-- Work to complete --
Starting from the line that contains "rough mask: <svg", output every remaining line of the records below exactly as it appears, that line and the last one included.

-- Data for the task --
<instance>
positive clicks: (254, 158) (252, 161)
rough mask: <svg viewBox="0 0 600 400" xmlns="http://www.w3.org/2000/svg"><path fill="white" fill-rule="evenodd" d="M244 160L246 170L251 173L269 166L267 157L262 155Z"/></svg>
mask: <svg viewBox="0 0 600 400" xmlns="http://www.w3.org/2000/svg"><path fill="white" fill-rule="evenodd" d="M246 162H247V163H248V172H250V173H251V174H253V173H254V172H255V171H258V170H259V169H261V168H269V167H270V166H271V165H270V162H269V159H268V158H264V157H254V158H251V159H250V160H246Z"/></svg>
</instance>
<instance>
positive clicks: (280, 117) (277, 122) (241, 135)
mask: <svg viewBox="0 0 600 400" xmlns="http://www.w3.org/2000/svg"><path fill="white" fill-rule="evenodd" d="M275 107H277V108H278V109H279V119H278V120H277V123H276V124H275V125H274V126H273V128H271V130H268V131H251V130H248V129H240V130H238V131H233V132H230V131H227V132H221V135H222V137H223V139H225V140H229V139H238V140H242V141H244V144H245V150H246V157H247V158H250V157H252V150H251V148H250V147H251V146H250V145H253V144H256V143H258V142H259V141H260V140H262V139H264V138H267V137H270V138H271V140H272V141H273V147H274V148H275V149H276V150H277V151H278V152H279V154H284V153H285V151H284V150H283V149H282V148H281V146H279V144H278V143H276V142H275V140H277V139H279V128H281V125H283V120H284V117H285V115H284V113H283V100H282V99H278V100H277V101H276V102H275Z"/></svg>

-- Expected answer --
rough mask: <svg viewBox="0 0 600 400" xmlns="http://www.w3.org/2000/svg"><path fill="white" fill-rule="evenodd" d="M244 160L246 170L251 173L269 166L267 157L262 155Z"/></svg>
mask: <svg viewBox="0 0 600 400" xmlns="http://www.w3.org/2000/svg"><path fill="white" fill-rule="evenodd" d="M246 162H247V163H248V172H250V173H251V174H253V173H254V172H255V171H258V170H259V169H261V168H269V167H270V166H271V165H270V162H269V159H268V158H264V157H254V158H251V159H250V160H246Z"/></svg>
</instance>
<instance>
positive clicks: (280, 117) (277, 122) (241, 135)
mask: <svg viewBox="0 0 600 400" xmlns="http://www.w3.org/2000/svg"><path fill="white" fill-rule="evenodd" d="M275 107H277V108H278V109H279V119H278V120H277V123H276V124H275V125H274V126H273V128H271V130H268V131H251V130H248V129H240V130H238V131H233V132H230V131H227V132H221V135H222V137H223V139H225V140H229V139H238V140H242V141H244V144H245V150H246V157H247V158H250V157H252V150H251V148H250V147H251V146H250V145H253V144H256V143H258V142H259V141H260V140H262V139H264V138H267V137H270V138H271V140H272V141H273V147H274V148H275V149H276V150H277V151H278V152H279V154H284V153H285V151H284V150H283V149H282V148H281V146H279V144H278V143H276V142H275V140H277V139H279V128H281V125H283V120H284V117H285V115H284V113H283V100H282V99H278V100H277V101H276V102H275Z"/></svg>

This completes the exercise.